# [ACTIVITY]
Print verbatim the lines of the entries from the one containing "of the vaulting" to the last, inclusive, and no others.

Extracted data entries
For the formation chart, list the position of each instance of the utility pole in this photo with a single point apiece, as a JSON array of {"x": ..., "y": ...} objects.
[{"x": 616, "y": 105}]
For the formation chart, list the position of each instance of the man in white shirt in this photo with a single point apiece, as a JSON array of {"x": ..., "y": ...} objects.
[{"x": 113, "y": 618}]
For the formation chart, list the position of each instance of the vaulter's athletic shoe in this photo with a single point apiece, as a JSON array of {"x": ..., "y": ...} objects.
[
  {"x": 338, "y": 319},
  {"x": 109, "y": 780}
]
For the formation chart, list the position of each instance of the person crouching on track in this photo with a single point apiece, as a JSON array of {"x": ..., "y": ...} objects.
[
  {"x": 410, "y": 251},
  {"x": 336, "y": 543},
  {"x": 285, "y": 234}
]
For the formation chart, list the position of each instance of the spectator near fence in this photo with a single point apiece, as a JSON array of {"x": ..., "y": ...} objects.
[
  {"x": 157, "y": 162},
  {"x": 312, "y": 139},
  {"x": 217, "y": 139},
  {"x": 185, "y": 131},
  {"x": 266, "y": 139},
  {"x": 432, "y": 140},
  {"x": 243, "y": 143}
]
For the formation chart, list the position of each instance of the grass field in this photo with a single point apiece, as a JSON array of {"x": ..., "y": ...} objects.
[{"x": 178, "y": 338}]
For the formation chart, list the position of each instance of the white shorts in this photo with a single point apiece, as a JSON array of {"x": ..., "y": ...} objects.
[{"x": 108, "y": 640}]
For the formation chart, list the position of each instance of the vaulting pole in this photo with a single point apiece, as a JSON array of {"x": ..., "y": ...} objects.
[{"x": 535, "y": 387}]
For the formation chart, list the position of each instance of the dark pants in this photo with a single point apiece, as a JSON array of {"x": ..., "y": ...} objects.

# [TASK RESPONSE]
For the formation chart, list the position of each instance of the vaulting pole in this photo with a single point apiece, as a JSON array of {"x": ..., "y": ...} objects.
[{"x": 535, "y": 387}]
For the formation chart, list the position of each instance of the dark pants in this photo with a single point apiece, as a JSON array of {"x": ..., "y": ...} objects.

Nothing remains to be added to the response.